> **About this exercise**:
Would you give the data below back exactly as it reads?
※ ※ ※
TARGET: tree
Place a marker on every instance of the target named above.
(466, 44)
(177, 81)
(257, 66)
※ ※ ※
> **Result**:
TARGET: tree
Place a marker on every instance of the target named above.
(466, 44)
(177, 81)
(257, 66)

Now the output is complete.